*** INPUT DATA
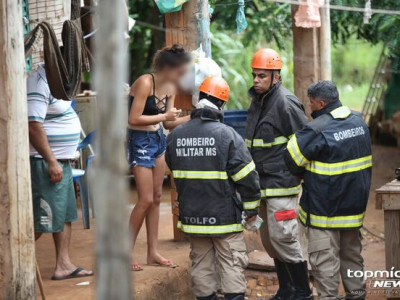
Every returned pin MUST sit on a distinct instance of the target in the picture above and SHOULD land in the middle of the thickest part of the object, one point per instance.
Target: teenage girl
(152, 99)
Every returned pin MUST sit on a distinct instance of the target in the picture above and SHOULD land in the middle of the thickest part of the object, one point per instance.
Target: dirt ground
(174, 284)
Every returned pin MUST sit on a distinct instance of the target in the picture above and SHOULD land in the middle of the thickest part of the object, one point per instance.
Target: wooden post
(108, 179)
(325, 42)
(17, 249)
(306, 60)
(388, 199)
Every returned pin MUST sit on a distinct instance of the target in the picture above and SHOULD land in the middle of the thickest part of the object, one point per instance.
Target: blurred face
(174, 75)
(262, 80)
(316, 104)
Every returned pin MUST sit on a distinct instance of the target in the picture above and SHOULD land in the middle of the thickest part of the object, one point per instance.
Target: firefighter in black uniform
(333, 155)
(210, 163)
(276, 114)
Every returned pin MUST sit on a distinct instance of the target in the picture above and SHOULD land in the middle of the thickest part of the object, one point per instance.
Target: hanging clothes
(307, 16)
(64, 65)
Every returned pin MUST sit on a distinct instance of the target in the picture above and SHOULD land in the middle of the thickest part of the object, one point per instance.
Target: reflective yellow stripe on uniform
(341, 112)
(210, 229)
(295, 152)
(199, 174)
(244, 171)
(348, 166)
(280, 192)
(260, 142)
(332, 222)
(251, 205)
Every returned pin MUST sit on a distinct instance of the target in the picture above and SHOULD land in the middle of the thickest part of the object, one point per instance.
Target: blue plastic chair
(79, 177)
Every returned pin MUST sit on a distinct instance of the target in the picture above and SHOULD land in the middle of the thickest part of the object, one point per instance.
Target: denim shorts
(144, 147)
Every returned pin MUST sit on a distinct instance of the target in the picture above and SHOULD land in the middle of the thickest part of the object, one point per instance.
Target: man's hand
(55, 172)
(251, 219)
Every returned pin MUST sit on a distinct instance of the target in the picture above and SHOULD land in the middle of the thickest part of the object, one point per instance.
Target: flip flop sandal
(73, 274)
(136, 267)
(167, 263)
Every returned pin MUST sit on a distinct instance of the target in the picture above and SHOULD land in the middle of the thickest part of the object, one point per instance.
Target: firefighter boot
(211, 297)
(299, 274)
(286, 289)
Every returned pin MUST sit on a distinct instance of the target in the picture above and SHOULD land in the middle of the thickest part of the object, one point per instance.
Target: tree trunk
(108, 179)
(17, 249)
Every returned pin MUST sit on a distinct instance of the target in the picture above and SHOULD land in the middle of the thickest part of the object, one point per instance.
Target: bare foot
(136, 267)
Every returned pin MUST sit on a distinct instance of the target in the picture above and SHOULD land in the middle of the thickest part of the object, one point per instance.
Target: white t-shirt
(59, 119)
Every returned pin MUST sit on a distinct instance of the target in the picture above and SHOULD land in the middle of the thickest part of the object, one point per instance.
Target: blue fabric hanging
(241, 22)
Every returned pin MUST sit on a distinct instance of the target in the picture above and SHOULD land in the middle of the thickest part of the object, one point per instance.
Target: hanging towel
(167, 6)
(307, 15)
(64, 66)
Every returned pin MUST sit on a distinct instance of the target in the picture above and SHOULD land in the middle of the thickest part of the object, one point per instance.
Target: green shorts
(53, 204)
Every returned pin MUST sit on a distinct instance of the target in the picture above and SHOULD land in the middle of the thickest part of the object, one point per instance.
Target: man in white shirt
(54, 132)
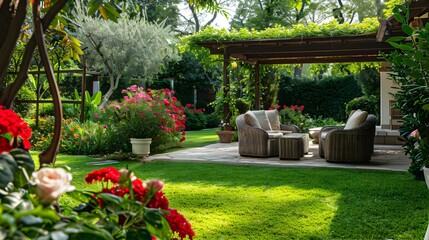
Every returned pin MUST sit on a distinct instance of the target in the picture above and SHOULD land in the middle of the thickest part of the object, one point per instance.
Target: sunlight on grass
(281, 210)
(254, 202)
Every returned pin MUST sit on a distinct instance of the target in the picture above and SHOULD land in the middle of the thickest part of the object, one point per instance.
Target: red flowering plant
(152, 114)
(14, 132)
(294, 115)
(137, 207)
******
*** INPUT DATA
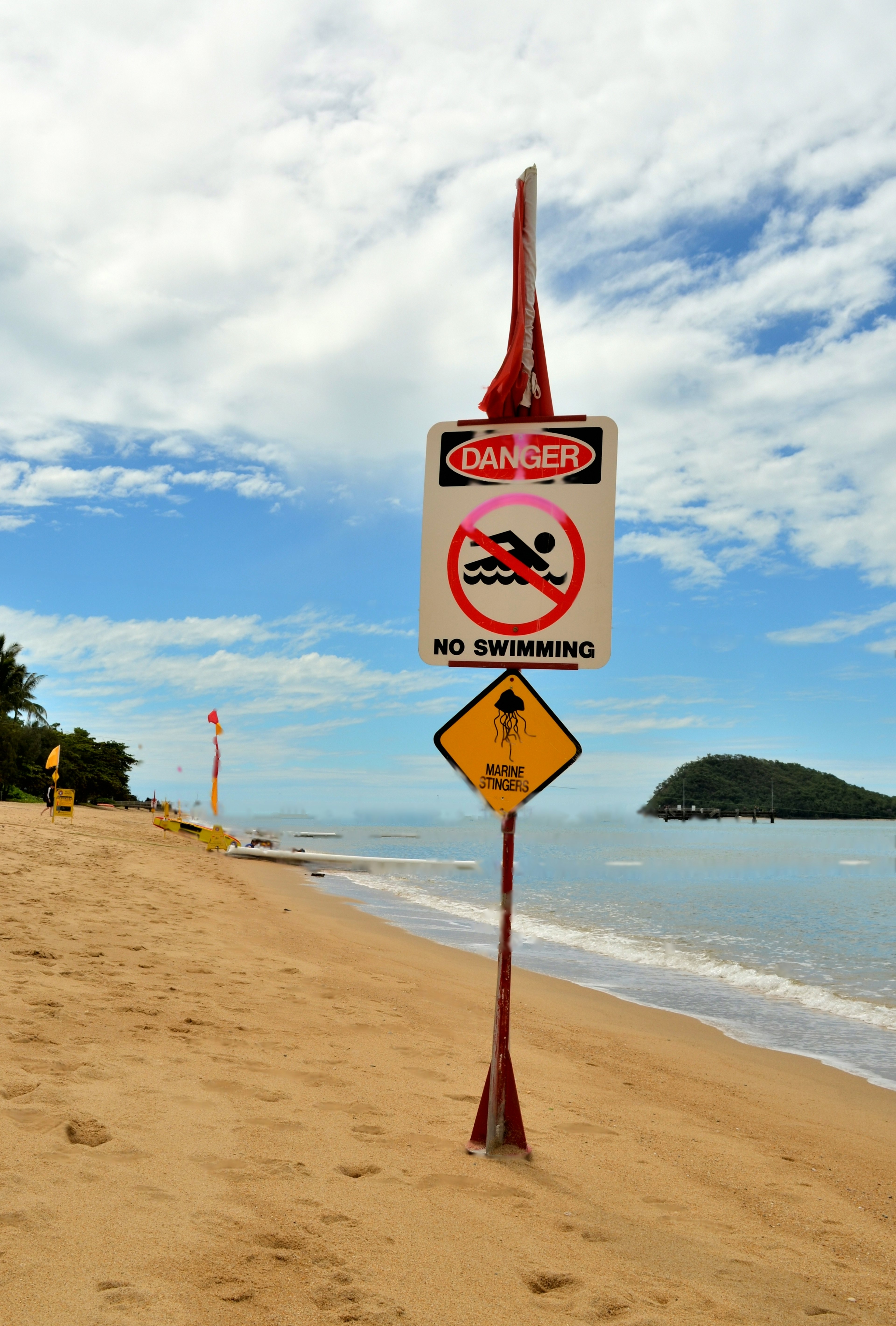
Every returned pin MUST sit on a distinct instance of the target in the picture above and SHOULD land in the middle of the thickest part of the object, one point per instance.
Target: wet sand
******
Collect every line of the material that contains the word "hanging" and copy each one out in full.

Target: hanging clothes
Target: blue fabric hanging
Target: hanging towel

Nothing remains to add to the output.